**GOAL**
Convert every line of the listing below into a JSON array of strings, one string per line, omitting blank lines.

··········

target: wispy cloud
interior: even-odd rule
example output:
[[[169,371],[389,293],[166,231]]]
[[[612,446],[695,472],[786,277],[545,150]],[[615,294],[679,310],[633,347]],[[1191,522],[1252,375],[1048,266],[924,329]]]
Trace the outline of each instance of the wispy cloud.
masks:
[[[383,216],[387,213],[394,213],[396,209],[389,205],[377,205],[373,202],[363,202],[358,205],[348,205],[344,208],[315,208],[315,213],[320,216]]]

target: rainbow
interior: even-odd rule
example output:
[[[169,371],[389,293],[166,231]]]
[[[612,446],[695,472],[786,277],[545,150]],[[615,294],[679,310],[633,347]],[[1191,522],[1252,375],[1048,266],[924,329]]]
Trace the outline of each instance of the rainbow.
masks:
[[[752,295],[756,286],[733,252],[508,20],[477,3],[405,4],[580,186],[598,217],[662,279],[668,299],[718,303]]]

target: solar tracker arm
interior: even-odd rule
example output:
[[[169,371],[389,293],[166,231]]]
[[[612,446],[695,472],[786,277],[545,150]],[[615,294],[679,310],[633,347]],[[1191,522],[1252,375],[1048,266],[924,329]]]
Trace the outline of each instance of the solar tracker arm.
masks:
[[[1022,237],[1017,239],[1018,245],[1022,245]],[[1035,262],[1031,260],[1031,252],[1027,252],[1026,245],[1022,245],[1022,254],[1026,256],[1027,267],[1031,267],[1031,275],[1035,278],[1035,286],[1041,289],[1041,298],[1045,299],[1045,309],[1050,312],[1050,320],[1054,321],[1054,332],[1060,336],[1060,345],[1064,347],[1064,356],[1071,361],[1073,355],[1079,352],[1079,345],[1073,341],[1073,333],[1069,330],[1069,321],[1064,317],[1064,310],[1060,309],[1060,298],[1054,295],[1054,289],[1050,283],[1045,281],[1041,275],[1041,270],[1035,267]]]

··········

**SOLUTION**
[
  "target: wispy cloud",
  "interior: even-odd rule",
  "example output:",
  "[[[169,371],[389,293],[166,231]]]",
  "[[[612,446],[695,472],[786,277],[545,150]],[[615,294],[679,310],[633,347]],[[1191,522],[1252,375],[1048,266],[924,329]]]",
  "Trace the outline of each instance of the wispy cloud.",
  "masks:",
  "[[[383,216],[387,213],[394,213],[396,209],[389,205],[377,205],[373,202],[363,202],[358,205],[348,205],[344,208],[315,208],[315,213],[320,216]]]",
  "target: rainbow",
  "interior: even-odd rule",
  "example output:",
  "[[[169,371],[389,293],[166,231]]]",
  "[[[612,446],[695,472],[786,277],[545,150]],[[615,294],[679,310],[633,347]],[[1191,522],[1252,375],[1048,266],[924,329]]]",
  "Trace the outline of each instance of the rainbow.",
  "masks:",
  "[[[752,295],[756,286],[733,252],[508,20],[477,3],[405,4],[580,186],[598,217],[662,279],[668,299],[718,303]]]",
  "target: solar tracker arm",
  "interior: even-odd rule",
  "example output:",
  "[[[169,371],[389,293],[166,231]]]",
  "[[[612,446],[695,472],[786,277],[545,150]],[[615,294],[679,310],[633,347]],[[1191,522],[1252,375],[1048,266],[924,329]]]",
  "Trace the outline of each instance of the solar tracker arm.",
  "masks:",
  "[[[1022,237],[1017,239],[1018,245],[1022,245]],[[1035,262],[1031,260],[1031,252],[1027,252],[1026,245],[1022,245],[1022,254],[1026,256],[1027,267],[1031,267],[1031,275],[1035,278],[1035,286],[1041,289],[1041,298],[1045,299],[1045,309],[1050,312],[1050,320],[1054,321],[1054,332],[1060,336],[1060,345],[1064,347],[1064,356],[1071,361],[1073,355],[1079,352],[1079,345],[1073,341],[1073,333],[1069,330],[1069,321],[1064,317],[1064,310],[1060,309],[1060,298],[1054,295],[1054,289],[1050,283],[1045,281],[1041,275],[1041,270],[1035,267]]]"
]